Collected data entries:
>> START
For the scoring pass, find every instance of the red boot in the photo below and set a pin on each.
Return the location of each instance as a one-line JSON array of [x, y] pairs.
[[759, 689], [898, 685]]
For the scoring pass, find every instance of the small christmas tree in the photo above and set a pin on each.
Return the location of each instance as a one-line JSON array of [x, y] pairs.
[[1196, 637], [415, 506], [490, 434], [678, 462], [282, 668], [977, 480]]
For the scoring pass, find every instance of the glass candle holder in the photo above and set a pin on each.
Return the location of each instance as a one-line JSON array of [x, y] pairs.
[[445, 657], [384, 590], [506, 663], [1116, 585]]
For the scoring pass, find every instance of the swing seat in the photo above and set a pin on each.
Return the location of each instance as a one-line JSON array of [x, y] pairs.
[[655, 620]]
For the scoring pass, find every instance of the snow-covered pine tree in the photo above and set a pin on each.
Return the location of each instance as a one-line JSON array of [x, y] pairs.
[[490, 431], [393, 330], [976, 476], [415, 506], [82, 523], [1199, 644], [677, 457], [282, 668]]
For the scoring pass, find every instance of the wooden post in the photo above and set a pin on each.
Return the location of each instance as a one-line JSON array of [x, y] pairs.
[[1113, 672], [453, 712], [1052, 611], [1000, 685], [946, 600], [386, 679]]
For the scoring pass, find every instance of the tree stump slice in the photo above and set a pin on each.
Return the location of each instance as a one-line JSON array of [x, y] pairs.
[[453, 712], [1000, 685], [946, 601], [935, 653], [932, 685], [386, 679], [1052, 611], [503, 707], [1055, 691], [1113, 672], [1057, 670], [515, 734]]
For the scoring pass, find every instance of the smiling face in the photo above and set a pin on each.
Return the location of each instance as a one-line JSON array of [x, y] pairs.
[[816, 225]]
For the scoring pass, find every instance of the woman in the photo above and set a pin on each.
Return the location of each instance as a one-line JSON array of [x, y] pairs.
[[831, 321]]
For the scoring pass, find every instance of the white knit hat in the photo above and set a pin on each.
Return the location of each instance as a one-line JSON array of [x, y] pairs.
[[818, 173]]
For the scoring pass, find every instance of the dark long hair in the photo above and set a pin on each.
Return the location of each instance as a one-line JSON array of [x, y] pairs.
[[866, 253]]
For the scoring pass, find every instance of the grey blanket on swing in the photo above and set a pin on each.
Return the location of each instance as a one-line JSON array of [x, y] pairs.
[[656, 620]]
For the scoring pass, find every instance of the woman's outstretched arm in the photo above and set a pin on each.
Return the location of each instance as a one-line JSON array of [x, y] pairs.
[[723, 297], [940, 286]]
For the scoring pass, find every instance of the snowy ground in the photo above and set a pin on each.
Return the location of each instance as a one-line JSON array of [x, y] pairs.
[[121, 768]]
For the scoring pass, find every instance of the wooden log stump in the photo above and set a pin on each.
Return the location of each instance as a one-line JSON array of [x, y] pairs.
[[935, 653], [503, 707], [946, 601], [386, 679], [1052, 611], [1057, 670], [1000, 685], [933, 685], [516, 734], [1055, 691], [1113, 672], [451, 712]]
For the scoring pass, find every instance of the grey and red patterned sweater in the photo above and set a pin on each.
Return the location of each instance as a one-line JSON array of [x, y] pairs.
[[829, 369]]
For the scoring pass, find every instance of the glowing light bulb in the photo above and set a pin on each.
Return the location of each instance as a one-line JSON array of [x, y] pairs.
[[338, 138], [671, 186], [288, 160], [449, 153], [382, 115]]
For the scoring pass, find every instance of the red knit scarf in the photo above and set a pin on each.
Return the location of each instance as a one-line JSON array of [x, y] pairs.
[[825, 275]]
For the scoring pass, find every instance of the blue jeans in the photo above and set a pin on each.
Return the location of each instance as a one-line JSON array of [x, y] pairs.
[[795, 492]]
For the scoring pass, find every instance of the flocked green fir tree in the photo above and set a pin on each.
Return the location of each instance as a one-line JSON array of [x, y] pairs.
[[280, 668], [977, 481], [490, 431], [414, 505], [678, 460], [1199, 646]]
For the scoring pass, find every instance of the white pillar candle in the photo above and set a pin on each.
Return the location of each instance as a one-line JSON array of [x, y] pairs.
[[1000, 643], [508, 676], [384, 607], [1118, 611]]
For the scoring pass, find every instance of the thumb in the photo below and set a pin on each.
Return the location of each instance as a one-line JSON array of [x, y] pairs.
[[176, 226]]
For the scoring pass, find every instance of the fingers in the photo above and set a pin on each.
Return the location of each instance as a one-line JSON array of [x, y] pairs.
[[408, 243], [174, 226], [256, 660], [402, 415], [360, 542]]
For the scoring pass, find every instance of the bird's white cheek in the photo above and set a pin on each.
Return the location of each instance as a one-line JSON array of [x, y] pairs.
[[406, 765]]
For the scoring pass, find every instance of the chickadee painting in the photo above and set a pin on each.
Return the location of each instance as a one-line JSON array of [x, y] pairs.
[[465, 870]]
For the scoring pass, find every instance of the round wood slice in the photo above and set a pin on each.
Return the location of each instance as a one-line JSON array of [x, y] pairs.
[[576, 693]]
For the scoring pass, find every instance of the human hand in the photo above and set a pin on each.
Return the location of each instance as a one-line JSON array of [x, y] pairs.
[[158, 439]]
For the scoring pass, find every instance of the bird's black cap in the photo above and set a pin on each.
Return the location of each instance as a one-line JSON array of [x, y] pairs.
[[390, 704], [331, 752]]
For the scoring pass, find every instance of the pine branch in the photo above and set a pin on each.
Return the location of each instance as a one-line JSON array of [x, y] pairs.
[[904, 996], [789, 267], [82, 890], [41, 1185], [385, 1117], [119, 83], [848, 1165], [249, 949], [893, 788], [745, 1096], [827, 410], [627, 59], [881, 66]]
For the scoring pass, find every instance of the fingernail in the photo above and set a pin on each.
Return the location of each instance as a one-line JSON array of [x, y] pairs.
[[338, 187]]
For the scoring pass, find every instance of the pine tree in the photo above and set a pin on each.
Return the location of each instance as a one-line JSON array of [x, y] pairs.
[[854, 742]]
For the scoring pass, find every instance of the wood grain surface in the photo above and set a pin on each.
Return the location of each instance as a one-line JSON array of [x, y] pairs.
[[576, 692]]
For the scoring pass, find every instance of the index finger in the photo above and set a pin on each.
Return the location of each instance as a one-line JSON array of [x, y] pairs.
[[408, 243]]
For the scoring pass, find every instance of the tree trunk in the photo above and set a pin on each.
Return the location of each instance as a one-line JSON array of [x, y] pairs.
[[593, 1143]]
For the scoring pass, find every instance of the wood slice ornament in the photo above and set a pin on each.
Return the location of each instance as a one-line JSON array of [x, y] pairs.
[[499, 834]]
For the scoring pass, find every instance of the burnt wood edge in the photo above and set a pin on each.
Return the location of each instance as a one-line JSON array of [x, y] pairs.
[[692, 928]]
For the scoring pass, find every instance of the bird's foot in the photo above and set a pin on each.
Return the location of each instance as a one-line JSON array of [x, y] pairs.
>> END
Rewrite everything from the line containing "For the scoring pass, find every instance of the white pillar" down to the line containing "[[176, 226]]", substituting "marker" for "pin" and leaving the rest untouched.

For the scoring pass, find every instance of the white pillar candle in the photo above and set a marker on each.
Return the location of each instance as a one-line JSON array of [x, y] pairs.
[[1000, 643], [508, 676], [384, 607], [1118, 611]]
For the scoring pass, find every instance of the thumb in the photo below and set a marker on each.
Return the location of each instance as a one-line JSON array of [x, y] pairs.
[[176, 226]]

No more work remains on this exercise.